Activity: Reproduce the records below exactly as they appear.

Natural language region descriptions:
>>>>

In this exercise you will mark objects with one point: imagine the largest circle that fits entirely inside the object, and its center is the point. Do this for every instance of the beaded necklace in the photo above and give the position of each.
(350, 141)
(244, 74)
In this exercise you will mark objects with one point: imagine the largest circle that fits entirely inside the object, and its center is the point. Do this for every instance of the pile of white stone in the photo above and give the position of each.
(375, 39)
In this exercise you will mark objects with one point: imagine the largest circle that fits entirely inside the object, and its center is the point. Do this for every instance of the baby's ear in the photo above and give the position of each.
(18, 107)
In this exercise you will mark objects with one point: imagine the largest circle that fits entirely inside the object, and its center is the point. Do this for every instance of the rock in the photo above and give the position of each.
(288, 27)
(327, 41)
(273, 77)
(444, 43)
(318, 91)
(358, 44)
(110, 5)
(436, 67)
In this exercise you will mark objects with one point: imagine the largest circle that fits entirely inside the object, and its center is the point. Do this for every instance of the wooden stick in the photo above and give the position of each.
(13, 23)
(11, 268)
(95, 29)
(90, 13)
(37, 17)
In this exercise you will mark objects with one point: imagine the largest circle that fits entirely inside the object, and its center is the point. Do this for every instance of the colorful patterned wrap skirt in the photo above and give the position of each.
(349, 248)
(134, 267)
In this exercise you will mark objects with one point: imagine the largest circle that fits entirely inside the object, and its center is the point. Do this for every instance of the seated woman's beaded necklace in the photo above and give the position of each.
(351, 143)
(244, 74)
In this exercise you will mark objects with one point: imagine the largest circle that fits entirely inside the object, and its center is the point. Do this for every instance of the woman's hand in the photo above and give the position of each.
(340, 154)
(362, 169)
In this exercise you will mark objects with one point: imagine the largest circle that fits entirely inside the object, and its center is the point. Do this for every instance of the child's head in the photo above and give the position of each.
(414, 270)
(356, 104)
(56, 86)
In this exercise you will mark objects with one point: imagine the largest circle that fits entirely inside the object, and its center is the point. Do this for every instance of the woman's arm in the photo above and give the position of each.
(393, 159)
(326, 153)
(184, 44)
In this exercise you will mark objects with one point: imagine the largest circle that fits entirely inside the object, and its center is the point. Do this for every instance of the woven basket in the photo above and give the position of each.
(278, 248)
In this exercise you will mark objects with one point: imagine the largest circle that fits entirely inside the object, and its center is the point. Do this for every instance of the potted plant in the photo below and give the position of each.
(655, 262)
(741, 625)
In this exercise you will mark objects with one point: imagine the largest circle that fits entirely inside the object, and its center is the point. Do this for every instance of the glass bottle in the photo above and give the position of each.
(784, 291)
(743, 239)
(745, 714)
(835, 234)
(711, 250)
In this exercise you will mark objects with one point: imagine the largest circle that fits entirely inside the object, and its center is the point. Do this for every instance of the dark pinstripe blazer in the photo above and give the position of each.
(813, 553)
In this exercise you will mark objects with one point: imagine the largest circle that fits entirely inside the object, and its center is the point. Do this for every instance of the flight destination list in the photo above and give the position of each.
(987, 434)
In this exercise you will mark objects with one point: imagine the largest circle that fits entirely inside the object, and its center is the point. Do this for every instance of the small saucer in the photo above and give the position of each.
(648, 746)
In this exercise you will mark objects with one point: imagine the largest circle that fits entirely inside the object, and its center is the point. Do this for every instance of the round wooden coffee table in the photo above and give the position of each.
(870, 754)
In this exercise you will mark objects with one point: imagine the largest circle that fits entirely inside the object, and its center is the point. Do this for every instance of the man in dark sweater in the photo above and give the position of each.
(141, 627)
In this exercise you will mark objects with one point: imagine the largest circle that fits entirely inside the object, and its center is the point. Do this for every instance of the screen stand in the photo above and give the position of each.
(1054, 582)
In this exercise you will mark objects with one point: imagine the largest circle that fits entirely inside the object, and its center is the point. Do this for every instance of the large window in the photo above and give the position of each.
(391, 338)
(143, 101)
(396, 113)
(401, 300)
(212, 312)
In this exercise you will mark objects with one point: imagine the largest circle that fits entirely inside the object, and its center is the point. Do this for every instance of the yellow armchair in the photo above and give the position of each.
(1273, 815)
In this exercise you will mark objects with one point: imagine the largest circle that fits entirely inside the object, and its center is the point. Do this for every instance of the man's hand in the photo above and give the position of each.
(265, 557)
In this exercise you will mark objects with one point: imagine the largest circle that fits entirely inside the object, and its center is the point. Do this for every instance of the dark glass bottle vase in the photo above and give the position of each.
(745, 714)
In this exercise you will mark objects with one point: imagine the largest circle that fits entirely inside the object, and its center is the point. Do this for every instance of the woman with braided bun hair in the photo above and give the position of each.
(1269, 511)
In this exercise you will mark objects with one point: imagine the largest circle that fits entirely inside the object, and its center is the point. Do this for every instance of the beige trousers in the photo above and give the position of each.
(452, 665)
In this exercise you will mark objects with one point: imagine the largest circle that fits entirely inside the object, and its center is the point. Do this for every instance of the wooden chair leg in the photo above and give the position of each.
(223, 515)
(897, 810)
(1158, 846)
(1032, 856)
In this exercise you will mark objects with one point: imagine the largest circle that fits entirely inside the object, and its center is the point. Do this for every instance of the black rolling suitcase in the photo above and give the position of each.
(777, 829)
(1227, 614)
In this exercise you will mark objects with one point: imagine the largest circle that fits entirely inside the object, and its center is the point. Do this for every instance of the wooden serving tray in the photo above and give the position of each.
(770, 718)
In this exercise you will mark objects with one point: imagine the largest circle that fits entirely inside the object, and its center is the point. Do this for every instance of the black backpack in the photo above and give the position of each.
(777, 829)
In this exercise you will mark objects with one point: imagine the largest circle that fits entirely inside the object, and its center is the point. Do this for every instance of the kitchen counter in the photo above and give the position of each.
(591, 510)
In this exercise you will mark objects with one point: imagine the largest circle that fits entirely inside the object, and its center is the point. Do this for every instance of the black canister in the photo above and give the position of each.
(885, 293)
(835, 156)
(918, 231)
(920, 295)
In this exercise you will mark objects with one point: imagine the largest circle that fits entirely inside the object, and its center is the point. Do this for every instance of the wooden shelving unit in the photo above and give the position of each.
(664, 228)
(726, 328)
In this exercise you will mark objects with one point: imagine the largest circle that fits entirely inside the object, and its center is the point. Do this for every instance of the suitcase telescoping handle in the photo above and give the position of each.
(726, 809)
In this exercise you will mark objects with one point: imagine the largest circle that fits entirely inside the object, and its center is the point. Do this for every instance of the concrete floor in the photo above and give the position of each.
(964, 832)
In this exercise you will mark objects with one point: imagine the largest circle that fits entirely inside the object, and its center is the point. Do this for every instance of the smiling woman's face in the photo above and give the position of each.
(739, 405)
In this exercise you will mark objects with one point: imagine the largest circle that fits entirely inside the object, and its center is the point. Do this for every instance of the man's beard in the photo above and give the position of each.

<<<<

Exercise answer:
In this exercise you will mark objects with one point: imagine the largest circle that fits entirely inside the object, and its center is the point. Do this for every instance of the beaded necklace in the photo above and give the position of each.
(350, 141)
(244, 74)
In this exercise you will mark objects with one point: imagine the largest circle that fits entirely inside the object, and its center is the point. Do this for every instance of the pile of white stone in the photo above and give the position of each.
(375, 39)
In this exercise you will mark objects with one point: imagine the largest circle that fits entirely inside the object, and its center is the point. Do this for every instance of the baby's ear in the photo above and give the position of each.
(18, 107)
In this exercise you will mark objects with one point: imagine the largest circle that fits entirely inside the object, and its center is the point. Do this for every instance of the rock in the photo above and give the position of each.
(288, 27)
(327, 41)
(273, 77)
(444, 43)
(318, 91)
(358, 44)
(110, 5)
(436, 67)
In this exercise you will mark objects with one point: imagine the largest circle that fits entirely inside the object, and its center is the point. Do this for every instance of the wooden stick in the photo above and give the position of each.
(13, 23)
(11, 268)
(95, 29)
(90, 13)
(37, 17)
In this exercise you will mark objects with one point: imagine the largest circle that fits entirely inside the object, and its center is the point. Do this for every instance of the colorful patterned wrap skirt in the photo above and give the position of each.
(349, 248)
(134, 267)
In this exercise you will mark objects with one point: imagine the largest circle that fits entirely inside the object, and its center is the point. Do this for every instance of the seated woman's beaded necklace in the photo above and give the position of each.
(351, 143)
(244, 74)
In this exercise you will mark objects with one point: imagine the largest circle that fits entirely inside the object, and its center is the point. Do this for every instance of the woman's hand in the photo above and give the position of each.
(340, 154)
(362, 169)
In this exercise you will mark objects with one point: imagine the largest circle that fits entirely inside the object, and its center is the point. Do this for every instance of the child's head in the photo above and give the position of each.
(414, 270)
(356, 104)
(56, 86)
In this exercise you will mark objects with one point: imagine the largest circle that fits entirely inside the object, and its center is the point. Do this for every instance of the woman's arm in the photo above and give the position of each.
(393, 159)
(326, 153)
(184, 44)
In this exercise you will mark objects with one point: imagine the largest circle that fits entirely inside the object, and its center is the point. Do this for every instance of the woven basket in the photo above and give the position of each.
(278, 248)
In this exercise you will mark objects with one point: imagine the largest circle that fits entirely inside the object, and its center is the point. Do this for every instance of the potted plant in the photo below and give the position of each.
(655, 262)
(741, 625)
In this exercise you will mark objects with one point: imagine the largest circle that fits entirely inside the object, and its center is the point. Do this for every instance of the glass bottle in the photo above and give the position of each.
(784, 291)
(743, 239)
(745, 714)
(835, 234)
(711, 250)
In this exercise you will mark objects with one point: imagine the largest circle that fits entirely inside the object, and its center is the point. Do this for every instance of the dark pinstripe blazer in the photo above and give the position of each.
(813, 553)
In this exercise you will mark objects with one point: imagine the largest circle that fits entirely inside the object, and its center is the point. Do this for every instance of the flight destination list in the photo above and give the position of each.
(987, 434)
In this exercise you will mark objects with one point: imagine the largest circle that fits entirely inside the object, and its center is the point. Do this for every instance of the small saucer in the photo above and give the position of each.
(648, 746)
In this exercise you will mark objects with one point: imagine the largest circle that fits entirely inside the object, and its center is the point. Do this for every instance of the round wooden coffee table in the photo above and give the position of each.
(870, 754)
In this exercise you will mark objects with one point: imagine the largest circle that fits entirely inside the object, and its center is the point. Do this for every instance of the man in dark sweater in the photo above and give the position of each.
(141, 627)
In this exercise you will mark objects with one point: imagine the largest circle that fits entirely inside the object, and its center is the point. Do this for every instance of the screen stand in the photo above and give the position of each.
(1054, 582)
In this exercise you will mark objects with one point: imagine the largest circle that fits entirely inside the object, and its center is the point. Do this for every instance of the large window in the photo above and give the position of each.
(391, 338)
(143, 101)
(396, 113)
(401, 300)
(212, 312)
In this exercise you will mark objects with one point: imagine the largest circle that fits entirely inside the object, and its center is the point. Do this for every instance of the yellow armchair in the photo above and give the position of each.
(1273, 815)
In this exercise you will mark objects with one point: imagine the largest circle that fits entirely inside the object, and its center is the point. Do this for every instance of the man's hand in the photo above and give the position of each.
(265, 557)
In this exercise you will mark objects with one point: imagine the largest circle that fits entirely inside the object, and its center is the point. Do this for every instance of the dark glass bottle vase in the photo above and give the position of each.
(745, 714)
In this exercise you will mark objects with one point: imagine the largest circle that fits entirely inside the object, and its center is the point. Do this for every instance of the woman with braided bun hair in the photo above and give the position of each.
(1269, 511)
In this exercise you will mark objects with one point: imagine the largest circle that fits entirely inside the object, and its center is the point. Do this for every instance of the beige trousers in the photo above and give the position of each.
(452, 665)
In this exercise you will mark objects with one point: imagine the largest circle that fits entirely inside the object, and its center is the point. Do this for every instance of the wooden chair leg in the photo above and give the position of each.
(223, 515)
(897, 810)
(1158, 846)
(1032, 856)
In this exercise you will mark objects with one point: imagine the largest circle that fits entirely inside the object, and its center is the point. Do this for every instance of the black rolling suitcase in the photo above and give the position of each.
(777, 829)
(1227, 614)
In this exercise you will mark objects with one point: imagine the largest circle that fits entirely inside the object, and its center is the point. Do this for every instance of the wooden serving tray in the photo above and give the position of each.
(770, 718)
In this exercise you will mark objects with one point: imagine the largest circle that fits entirely inside the object, and its center is the point. Do this for every instance of the black backpack in the photo above and give the position of each.
(777, 829)
In this exercise you will mark objects with one point: imagine the largest circle that fits entirely inside the object, and its center is the point. Do this for every instance of the kitchen counter in the photo above and give the position of each.
(591, 510)
In this exercise you will mark objects with one point: imagine the largest circle that fits entirely inside the object, and its center is the point. Do this for every instance of the black canister in the photo above and give the position of each.
(885, 293)
(835, 156)
(918, 231)
(920, 295)
In this exercise you will mark objects with one point: imagine the largest circle that fits entirely inside the object, and its center is the point. Do this for every instance of the wooden shelving unit in the photo above and give the position of each.
(664, 228)
(726, 328)
In this exercise you will mark objects with one point: imagine the largest circle that fits entirely inside the object, and its center is the point. Do this for every instance of the suitcase telescoping handle in the photo above and give the position of each.
(726, 809)
In this exercise you will mark objects with one point: imagine the largest circle that fits entirely inside the object, and its center is the point. Do this for every instance of the concrete floor in the photo above and give the position of each.
(964, 832)
In this exercise you will mark objects with one point: imagine the largest circle that fits entirely inside the object, and its center is the point. Do this for every instance of the smiling woman's face in the photo above and give the position of each.
(739, 405)
In this exercise you will mark objects with one point: imagine the largest circle that fits entirely inside the object, and its center is the point. Do this for every instance of the man's beard in the photo above and give the position of each.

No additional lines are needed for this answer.